PROBLEM TO SOLVE
Starting with the line containing "shape point(130, 253)" and going on through the line containing "shape point(400, 254)", return the lines of the data below exactly, and only those.

BEGIN

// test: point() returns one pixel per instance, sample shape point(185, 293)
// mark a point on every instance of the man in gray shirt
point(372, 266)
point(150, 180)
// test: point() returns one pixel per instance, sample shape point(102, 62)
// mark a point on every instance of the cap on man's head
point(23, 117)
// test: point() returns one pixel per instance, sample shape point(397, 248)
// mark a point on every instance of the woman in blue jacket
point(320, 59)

END
BEGIN

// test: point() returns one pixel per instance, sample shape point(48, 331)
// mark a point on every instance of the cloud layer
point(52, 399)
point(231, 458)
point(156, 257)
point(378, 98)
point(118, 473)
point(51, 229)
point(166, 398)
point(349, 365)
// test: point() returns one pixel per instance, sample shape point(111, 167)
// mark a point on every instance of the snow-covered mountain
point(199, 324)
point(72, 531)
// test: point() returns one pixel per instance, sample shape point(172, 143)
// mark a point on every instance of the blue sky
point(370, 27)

END
BEGIN

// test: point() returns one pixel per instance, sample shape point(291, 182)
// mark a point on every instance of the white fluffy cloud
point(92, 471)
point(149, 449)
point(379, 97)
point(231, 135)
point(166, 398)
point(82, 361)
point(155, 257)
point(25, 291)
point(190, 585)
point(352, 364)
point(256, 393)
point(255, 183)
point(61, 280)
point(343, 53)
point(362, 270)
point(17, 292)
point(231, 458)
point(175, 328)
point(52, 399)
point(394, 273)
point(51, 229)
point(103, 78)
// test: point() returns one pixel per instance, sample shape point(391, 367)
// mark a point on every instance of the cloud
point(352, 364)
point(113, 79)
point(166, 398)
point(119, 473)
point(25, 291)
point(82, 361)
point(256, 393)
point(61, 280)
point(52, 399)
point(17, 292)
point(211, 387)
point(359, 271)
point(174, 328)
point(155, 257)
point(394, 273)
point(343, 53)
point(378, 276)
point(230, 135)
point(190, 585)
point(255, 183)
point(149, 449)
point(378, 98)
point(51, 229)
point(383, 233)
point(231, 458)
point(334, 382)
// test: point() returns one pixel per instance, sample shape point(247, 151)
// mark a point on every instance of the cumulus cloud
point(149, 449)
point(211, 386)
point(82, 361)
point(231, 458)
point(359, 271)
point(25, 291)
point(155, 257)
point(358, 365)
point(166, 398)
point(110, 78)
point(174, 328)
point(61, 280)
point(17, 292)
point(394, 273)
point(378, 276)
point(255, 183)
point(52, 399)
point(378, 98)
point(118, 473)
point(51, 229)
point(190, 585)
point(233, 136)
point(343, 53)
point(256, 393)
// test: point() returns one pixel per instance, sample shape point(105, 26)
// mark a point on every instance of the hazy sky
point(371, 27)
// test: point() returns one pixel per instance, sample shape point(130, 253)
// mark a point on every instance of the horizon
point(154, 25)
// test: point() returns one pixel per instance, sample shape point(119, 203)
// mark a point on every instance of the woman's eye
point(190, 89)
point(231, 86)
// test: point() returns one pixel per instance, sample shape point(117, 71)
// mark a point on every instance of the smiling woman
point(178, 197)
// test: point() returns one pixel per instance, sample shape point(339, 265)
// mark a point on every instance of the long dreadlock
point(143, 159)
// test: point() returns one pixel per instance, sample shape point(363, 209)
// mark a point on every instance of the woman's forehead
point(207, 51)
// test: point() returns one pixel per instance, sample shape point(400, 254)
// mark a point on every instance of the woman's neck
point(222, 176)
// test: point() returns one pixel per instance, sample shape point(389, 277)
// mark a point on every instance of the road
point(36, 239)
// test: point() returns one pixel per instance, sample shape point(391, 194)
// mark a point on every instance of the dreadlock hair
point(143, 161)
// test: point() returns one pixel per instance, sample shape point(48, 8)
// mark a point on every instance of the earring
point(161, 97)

END

EXERCISE RESPONSE
// test: point() returns one pixel per instance, sample shape point(130, 253)
// mark a point on every instance of the horizon
point(154, 25)
// test: point() returns one pixel per instance, sample shape point(119, 203)
// mark a point on every instance of the woman's eye
point(190, 89)
point(231, 86)
// test: point() returns one pixel per instance, sample shape point(117, 71)
// mark a point on every instance of the smiling woman
point(178, 197)
// test: point() returns one pixel per instance, sample shape point(339, 265)
// mark a point on every instance of the long dreadlock
point(143, 159)
// test: point() returns one pixel per instance, sample shape point(363, 209)
// mark a point on every instance of the woman's forehead
point(207, 51)
// test: point() returns one pixel per instance, sample shape point(400, 254)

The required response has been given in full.